Halaman:
● ● ● ● ● ● ●

Pancasila yang terdiri atas lima sila pada hakikatnya merupakan sistem filsafat. Sistem adalah suatu kesatuan da bagian-bagian yang saling berhubungan, saling bekerja sama untuk satu tujuan tertentu dan secara keseluruhan merupakan suatu kesatuan yang utuh yang memiliki ciri-ciri sebagai berikut:
a. Suatu kesatuan bagian-bagian,
b. Bagian-bagian tersebut mempunyai fungsi sendiri-sendiri,
c. Saling berhubungan, saling ketergantungan,
d. Kesemuanya dimaksudkan untuk mencapai suatu tujuan bersama,
e. Terjadi dalam suatu lingkungan yang kompleks.
Pancasila yang terdiri atas bagian-bagian yaitu sila-sila Pancasila, setiap sila pada hakikatnya merupakan suatu asas sendiri, fungsi sendiri-sendiri untuk tujuan tertentu, yaitu suatu masyarakat yang adil dan makmur berdasarkan Pancasila.[12] Pancasila dalam kehidupannya sering disebut sebagai dasar filsafat atau dasar falsafah negara (philosoficche Gronslag) dari negara, ideologi negara atau (staatsidee). Dalam pengertian ini Pancasila merupakan suatu dasar nilai serta norma untuk mengatur pemerintahan negara atau suatu dasar untuk mengatur penyelenggaraan negara.[13]
Sehingga Pancasila adalah dasar Negara Republik Indonesia. Sebagai pandangan hidup seluruh bangsa Indonesia, nilai-nilai yang terkandung dalam sila-sila Pancasila diambil dari akar budaya bangsa kita sendiri, bukan dari budaya asing. Secara turun temurun nilai-nilai yang ada dalam Pancasila tertanam dalam diri setiap warga negara Indonesia. Sebagai dasar Negara Pancasila memiliki nilai-nilai yang dituangkan dalam butir-butir Pancasila.[14]
Dalam suatu penghayatan material Pancasila yaitu sebagai jiwa bangsa, kepribadian bangsa, pandangan hidup bangsa, sarana tujuan hidup bangsa, pedoman hidup bangsa, filsafat hidup bangsa, perjanjian luhur Bangsa Indonesia, sebagai dasar NKRI dan sumber Hukum NKRI. Dan berfungsi sebagai Dasar Negara yang pada hakikatnya sebagai sumber dari segala sumber hukum Indonesia.[15]
2.      Nilai-nilai Pancasila
Nilai-nilai Pancasila sebagai dasar negara membuat bangsa Indonesia memiliki pondasi dan pendirian yang kokoh untuk terus berkembang sesuai dengan perkembangan jaman dan tidak terpengaruh atau goyah dengan gangguan dari pihak luar yang berusaha untuk mengganggu stabilitas bangsa Indonesia.

● ● ● ● ● ● ●

Daftar Tugas:
1 - Jawablah pertanyaan berikut berdasarkan teks tentang Pancasila.
(a) Pancasila terdiri atas berapa sila?
(b) Dari mana nilai-nilai yang terkandung dalam sila-sila Pancasila diambil?
(c) Sebagai Dasar Negara, Pancasila pada hakikatnya merupakan sumber apa?
2 - Hitunglah banyaknya baris dalam catatan yang memuat kata "overcast", dengan membedakan huruf besar dan huruf kecil. Tuliskan angkanya saja.

● ● ● ● ● ● ●

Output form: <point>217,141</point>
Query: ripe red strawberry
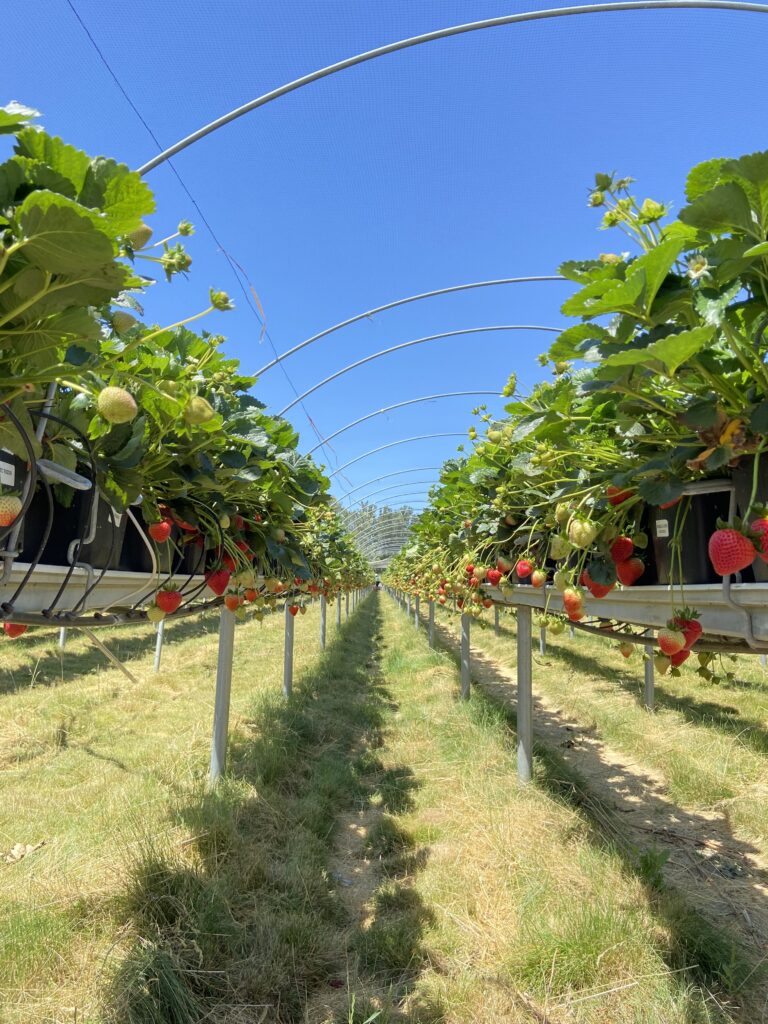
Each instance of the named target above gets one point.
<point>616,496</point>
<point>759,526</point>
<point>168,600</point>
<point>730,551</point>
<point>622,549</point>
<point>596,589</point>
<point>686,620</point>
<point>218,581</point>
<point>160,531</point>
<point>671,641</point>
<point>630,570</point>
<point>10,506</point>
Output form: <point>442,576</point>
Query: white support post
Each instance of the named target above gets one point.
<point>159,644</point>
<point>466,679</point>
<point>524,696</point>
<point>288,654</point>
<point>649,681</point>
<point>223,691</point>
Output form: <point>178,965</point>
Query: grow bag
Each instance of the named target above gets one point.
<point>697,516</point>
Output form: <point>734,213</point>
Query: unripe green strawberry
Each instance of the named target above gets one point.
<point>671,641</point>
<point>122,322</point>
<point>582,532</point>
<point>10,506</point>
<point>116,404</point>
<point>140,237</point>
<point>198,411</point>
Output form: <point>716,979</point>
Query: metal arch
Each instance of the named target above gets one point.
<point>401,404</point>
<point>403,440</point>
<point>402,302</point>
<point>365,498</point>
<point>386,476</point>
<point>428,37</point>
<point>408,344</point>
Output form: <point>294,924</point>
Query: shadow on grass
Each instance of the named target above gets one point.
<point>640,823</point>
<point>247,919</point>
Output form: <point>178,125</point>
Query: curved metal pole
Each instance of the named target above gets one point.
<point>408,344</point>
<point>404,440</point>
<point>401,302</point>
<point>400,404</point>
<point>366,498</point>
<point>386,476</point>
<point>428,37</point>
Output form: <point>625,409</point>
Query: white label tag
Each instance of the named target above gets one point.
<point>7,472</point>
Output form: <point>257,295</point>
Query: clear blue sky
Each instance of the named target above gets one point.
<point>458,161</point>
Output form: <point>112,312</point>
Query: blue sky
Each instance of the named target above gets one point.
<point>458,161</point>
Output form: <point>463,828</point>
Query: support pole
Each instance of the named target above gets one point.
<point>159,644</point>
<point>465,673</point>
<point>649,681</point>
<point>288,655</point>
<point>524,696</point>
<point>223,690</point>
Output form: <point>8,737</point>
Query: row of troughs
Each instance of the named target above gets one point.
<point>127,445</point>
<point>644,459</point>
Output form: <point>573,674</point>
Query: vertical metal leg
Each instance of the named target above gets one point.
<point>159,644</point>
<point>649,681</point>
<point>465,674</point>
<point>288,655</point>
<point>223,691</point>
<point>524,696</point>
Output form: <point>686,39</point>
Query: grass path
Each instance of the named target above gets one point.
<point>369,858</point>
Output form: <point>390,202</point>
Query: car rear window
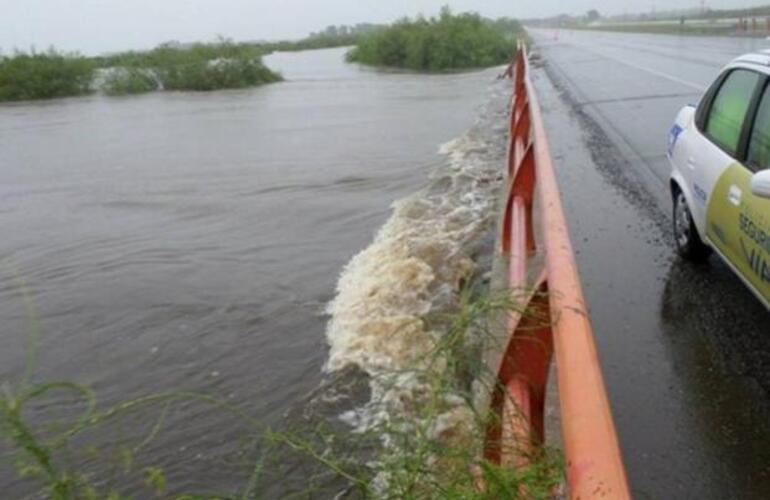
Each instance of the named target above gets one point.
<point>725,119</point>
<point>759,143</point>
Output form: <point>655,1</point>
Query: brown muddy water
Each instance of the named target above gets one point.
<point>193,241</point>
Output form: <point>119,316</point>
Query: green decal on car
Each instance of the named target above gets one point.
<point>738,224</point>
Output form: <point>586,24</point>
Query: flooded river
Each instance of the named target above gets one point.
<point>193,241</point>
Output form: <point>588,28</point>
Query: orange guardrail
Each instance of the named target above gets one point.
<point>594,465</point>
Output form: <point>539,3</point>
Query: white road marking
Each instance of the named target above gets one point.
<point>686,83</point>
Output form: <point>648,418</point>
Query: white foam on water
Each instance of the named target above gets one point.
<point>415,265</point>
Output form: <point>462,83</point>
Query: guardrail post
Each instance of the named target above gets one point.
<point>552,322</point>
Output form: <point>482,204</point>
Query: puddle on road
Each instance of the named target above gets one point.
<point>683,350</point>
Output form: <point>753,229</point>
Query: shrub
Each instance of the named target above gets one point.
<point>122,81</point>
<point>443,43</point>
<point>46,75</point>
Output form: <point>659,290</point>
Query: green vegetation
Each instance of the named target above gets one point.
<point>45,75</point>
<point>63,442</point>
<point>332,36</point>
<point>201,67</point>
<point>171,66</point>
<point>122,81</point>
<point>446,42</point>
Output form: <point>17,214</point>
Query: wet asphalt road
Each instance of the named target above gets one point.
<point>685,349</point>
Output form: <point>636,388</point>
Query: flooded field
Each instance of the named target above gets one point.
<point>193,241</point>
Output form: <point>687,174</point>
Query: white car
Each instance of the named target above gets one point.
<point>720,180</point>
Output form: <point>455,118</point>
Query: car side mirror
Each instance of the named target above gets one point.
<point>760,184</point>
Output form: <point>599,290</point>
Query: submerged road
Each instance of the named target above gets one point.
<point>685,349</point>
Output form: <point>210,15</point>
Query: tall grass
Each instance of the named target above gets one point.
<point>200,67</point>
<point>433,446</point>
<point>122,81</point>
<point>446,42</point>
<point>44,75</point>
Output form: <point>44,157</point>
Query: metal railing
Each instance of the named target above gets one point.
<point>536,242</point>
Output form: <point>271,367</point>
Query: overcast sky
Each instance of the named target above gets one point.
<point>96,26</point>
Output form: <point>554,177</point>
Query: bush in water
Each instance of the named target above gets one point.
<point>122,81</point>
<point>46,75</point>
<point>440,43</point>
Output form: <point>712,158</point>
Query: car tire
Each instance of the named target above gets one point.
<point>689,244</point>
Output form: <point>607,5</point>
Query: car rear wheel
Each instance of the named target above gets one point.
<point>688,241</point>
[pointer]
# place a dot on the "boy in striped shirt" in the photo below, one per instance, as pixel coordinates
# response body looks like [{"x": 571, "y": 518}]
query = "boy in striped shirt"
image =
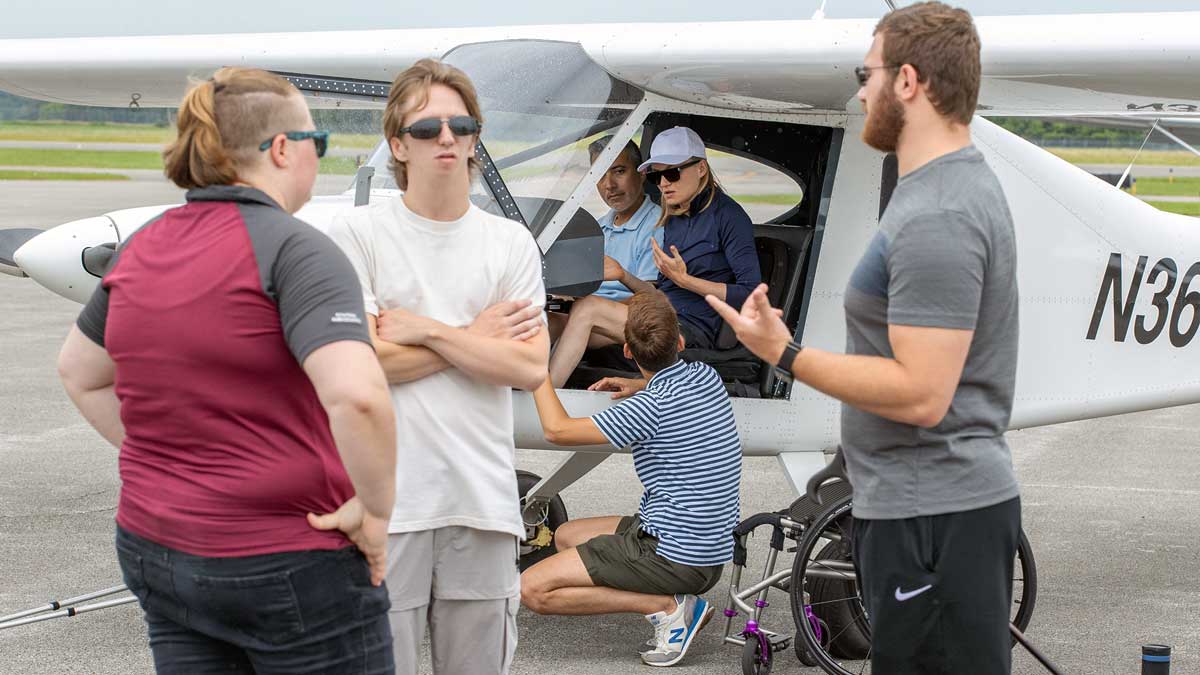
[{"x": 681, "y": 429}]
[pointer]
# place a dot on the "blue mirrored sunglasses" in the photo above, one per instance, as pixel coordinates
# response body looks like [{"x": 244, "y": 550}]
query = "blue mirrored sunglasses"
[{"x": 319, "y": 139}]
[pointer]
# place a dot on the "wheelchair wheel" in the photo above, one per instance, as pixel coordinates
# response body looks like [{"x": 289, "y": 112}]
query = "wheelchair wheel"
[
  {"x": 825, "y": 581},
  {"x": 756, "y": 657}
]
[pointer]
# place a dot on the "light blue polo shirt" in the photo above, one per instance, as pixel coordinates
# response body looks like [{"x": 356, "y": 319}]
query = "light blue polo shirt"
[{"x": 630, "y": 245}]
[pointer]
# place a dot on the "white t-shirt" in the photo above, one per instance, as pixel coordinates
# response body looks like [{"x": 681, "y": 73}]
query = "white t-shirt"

● ● ● ● ● ● ●

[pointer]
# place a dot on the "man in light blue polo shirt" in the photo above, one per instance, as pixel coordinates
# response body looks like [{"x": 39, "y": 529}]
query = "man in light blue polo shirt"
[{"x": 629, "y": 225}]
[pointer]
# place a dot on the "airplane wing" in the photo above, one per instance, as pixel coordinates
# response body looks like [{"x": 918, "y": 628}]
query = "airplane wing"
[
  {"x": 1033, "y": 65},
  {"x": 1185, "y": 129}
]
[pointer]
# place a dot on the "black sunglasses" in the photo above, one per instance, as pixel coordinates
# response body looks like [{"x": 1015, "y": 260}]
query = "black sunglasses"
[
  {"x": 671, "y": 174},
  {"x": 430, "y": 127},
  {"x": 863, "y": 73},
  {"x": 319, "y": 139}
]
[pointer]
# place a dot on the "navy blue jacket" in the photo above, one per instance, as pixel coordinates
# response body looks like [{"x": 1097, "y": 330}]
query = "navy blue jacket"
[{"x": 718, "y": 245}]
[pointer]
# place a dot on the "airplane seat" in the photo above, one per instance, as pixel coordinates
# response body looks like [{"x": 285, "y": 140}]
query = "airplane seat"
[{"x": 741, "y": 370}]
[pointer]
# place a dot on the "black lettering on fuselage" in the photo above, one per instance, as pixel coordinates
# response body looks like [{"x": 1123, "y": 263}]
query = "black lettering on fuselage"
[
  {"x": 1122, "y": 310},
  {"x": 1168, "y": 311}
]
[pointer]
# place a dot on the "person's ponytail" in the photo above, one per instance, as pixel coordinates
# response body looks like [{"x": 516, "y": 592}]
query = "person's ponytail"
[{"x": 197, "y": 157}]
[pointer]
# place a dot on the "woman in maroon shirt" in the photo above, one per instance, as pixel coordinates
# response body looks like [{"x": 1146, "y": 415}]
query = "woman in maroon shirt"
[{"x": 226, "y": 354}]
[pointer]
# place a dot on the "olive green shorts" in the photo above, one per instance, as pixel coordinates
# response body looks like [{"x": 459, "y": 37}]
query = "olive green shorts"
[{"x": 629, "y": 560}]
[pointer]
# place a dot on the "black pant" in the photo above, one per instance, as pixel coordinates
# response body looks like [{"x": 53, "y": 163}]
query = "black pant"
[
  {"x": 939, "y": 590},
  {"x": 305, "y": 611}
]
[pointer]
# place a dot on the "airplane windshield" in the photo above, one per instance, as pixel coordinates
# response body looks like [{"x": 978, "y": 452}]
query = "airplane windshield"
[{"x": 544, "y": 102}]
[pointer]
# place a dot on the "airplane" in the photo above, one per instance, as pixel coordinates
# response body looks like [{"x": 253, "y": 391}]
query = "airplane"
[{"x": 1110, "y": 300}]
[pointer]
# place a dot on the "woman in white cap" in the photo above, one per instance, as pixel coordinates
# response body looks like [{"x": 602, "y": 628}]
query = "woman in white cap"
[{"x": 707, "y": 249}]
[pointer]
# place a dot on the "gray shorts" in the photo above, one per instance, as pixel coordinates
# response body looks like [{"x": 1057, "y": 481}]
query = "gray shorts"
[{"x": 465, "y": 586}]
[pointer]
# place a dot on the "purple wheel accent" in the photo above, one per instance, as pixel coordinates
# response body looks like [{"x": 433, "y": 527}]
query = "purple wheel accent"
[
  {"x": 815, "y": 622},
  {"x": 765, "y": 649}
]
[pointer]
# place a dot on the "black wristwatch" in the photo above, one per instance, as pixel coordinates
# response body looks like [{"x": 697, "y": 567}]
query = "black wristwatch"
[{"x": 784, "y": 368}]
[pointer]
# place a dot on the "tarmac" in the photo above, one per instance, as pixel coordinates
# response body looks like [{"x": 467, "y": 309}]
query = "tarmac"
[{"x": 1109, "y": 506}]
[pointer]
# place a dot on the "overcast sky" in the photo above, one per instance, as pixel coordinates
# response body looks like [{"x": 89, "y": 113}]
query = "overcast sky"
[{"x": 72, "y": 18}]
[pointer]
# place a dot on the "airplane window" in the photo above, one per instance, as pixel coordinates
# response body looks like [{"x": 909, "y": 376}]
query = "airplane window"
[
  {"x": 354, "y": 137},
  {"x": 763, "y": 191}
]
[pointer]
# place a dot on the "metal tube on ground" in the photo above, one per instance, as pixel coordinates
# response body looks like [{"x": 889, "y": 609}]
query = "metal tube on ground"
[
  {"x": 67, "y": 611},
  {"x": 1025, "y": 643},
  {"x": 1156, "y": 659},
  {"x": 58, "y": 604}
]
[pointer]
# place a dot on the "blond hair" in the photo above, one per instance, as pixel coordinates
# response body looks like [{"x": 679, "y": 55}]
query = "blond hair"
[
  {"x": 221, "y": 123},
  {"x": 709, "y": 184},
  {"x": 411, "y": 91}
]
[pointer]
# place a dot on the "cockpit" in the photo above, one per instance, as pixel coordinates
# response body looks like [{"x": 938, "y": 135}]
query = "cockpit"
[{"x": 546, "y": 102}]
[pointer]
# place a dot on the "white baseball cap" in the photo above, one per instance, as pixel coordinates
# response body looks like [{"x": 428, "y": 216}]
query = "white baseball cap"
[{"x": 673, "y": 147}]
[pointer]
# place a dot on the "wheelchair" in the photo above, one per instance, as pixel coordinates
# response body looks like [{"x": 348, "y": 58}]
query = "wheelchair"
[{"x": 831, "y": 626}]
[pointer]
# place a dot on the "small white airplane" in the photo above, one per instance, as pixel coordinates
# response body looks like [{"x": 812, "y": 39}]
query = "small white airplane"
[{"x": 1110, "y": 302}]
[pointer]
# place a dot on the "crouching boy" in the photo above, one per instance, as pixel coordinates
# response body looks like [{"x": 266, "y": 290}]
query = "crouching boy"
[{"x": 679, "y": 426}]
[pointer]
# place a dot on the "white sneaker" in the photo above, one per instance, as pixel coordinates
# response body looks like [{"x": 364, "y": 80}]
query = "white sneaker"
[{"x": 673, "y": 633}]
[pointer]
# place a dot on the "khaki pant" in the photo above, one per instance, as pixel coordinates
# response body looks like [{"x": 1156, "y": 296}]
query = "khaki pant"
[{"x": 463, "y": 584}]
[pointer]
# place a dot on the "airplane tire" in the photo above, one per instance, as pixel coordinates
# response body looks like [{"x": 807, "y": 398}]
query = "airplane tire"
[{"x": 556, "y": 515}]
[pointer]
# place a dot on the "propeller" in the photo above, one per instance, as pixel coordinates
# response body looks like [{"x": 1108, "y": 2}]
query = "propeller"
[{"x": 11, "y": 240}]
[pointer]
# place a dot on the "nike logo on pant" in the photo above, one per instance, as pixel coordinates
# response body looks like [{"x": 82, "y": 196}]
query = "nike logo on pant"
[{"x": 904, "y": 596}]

● ● ● ● ● ● ●

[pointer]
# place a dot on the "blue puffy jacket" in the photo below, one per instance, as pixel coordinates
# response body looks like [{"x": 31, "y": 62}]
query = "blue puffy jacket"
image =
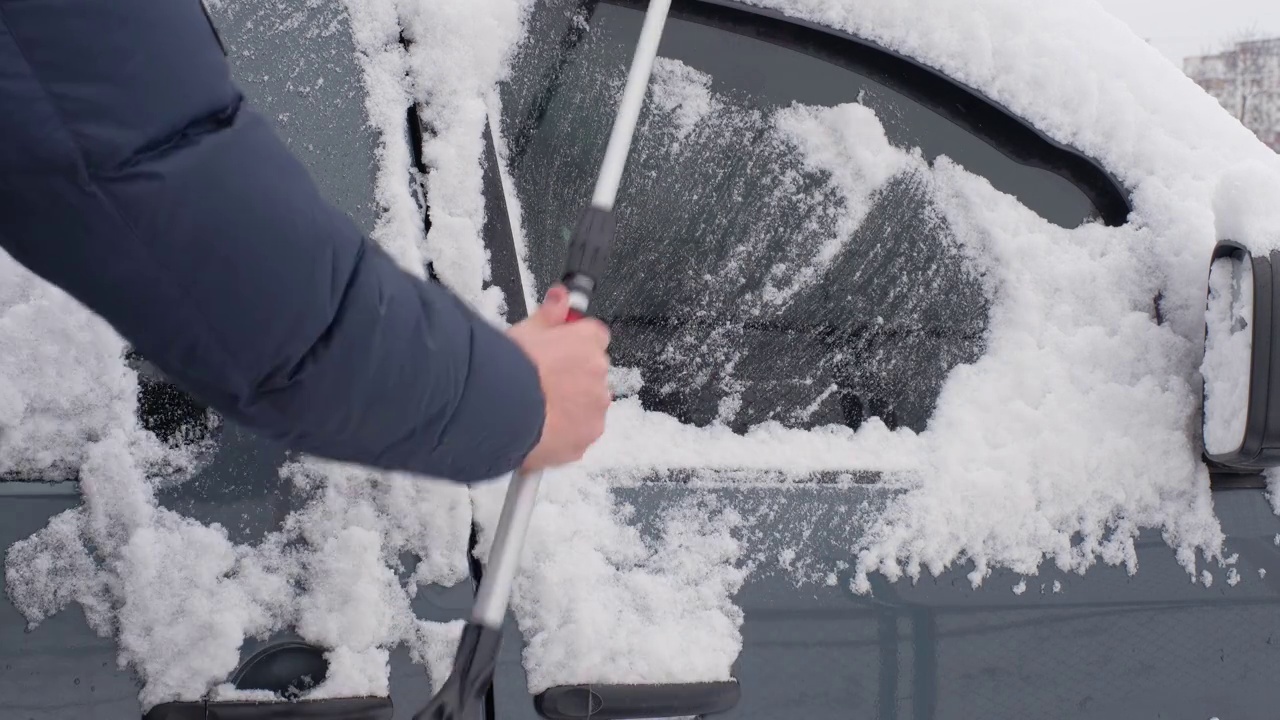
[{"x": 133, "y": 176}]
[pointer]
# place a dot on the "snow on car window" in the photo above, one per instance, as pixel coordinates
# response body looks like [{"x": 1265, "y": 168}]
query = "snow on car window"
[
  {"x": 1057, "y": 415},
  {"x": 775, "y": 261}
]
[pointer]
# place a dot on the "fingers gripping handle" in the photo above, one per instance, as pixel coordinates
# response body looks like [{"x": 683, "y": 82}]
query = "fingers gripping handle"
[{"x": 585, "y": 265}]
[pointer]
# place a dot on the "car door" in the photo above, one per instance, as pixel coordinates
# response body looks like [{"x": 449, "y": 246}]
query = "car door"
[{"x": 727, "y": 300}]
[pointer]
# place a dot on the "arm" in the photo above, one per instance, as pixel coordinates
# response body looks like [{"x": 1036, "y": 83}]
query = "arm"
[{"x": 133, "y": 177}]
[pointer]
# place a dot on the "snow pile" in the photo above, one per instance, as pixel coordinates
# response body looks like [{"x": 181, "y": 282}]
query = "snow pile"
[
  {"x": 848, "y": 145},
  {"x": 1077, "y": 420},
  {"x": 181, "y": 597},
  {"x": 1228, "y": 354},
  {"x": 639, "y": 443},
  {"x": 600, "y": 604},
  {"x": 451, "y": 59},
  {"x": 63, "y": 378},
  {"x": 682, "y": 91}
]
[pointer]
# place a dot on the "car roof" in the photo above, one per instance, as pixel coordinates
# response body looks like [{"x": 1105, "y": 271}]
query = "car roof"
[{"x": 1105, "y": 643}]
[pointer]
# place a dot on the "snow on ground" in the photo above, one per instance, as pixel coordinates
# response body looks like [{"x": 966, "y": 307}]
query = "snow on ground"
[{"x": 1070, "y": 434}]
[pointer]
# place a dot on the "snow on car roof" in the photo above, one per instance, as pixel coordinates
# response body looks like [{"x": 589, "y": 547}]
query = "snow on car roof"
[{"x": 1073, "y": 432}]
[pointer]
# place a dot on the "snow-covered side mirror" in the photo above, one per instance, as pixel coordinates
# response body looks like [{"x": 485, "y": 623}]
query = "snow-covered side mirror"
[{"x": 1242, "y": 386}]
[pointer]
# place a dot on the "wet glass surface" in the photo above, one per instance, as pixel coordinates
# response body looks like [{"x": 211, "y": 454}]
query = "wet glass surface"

● ● ● ● ● ● ●

Kumpulan Jawaban:
1 -
(a) Lima sila.
(b) Dari akar budaya bangsa sendiri, bukan dari budaya asing.
(c) Sumber dari segala sumber hukum Indonesia.

2 - 3